** Begin Supplied passage **
The worst thing about punks is that they worry too much about being punk

:lol:  PDT_003

You can say that about many groups of people, though.

==================

I suppose, for me, one of the things that colours my perspective is that I regard music as entertainment and not much else. I think it's artistic as well, you're creating things, but basically it's all about entertainment for me. When ever musicians (or the engine selling it, or the media) start adding political or social baggage, or trying to make out it's a force for change (any more than other art forms are), then I get turned off big time. 

I want entertainment and escapism from music, I'm happy if lyrics deal with interesting topics that make me think, but I don't want a load of other bollox crammed down my throat. When/if the message gets "preachy", I'm off..

I missed, at the time, a lot of very good music because it came out under the "punk/new wave" banner. Elvis Costello is a particularly good example - I was turned off what he was doing because of how he fitted into things at the time and how fans of his told me about him. I didn't realise it at the time, but I loved the tunes and inventiveness he was applying. But I couldn't get past the image and attitude stuff. It took meeting Rory Gallagher at a festival (during Elvis Costello's set), and hearing what he thought about them to open up my ears (he was there a day early, as a punter, to check him and Ian Dury out because he thought they were brilliant - and he was "anti" pop music and the apparatus around it). Admittedly Elvis C was trying to distance himself from the new wave thing at the time - it was his country music period - so I might have got into him after that anyway.
** End Supplied passage **
** Begin Data excerpt **
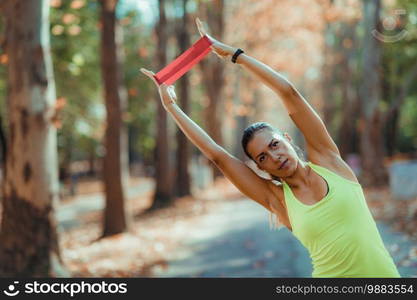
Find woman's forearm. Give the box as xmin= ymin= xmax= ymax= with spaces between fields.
xmin=165 ymin=103 xmax=224 ymax=161
xmin=236 ymin=54 xmax=302 ymax=114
** End Data excerpt **
Problems to solve →
• 1. In the passage on punk and music, why did the writer miss Elvis Costello's music when it first came out? Answer in one to three sentences.
• 2. According to the passage on punk and music, which other performer had Rory Gallagher come to the festival to check out along with Elvis Costello?

Expected outputs →
• 1. The writer was put off by how Elvis Costello fit into the "punk/new wave" scene at the time and by how his fans described him. Although the writer loved his tunes and inventiveness, the image and attitude got in the way.

• 2. Ian Dury.